[Available data]
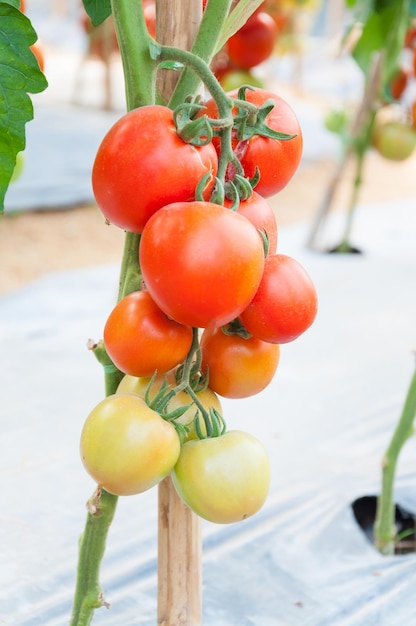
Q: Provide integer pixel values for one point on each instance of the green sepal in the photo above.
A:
(198, 131)
(97, 10)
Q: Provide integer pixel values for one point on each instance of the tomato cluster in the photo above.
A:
(214, 302)
(252, 45)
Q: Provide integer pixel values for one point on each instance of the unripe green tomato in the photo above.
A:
(394, 140)
(223, 479)
(207, 397)
(18, 168)
(126, 447)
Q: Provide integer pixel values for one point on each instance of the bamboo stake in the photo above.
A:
(179, 530)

[Exercise description] Turn every line of the records above into a numbered list, skipping any blank lines and omitting the pictures.

[Response to the task]
1. Q: Provide integer pixel values for one point on each instance of the green sepal in the photo above.
2. A:
3. (198, 131)
4. (97, 10)
5. Q: Provide integer pixel values for one point on each instance of the tomato cluster in the photo above.
6. A:
7. (214, 302)
8. (252, 45)
9. Q: Provide integer pixel values for one point on each instance of the unripe green tomato in the photo above.
10. A:
11. (394, 140)
12. (223, 479)
13. (207, 397)
14. (18, 168)
15. (126, 447)
16. Q: Provide integer pixel values for one point on each instance of the bamboo stake in the photo above.
17. A:
18. (179, 530)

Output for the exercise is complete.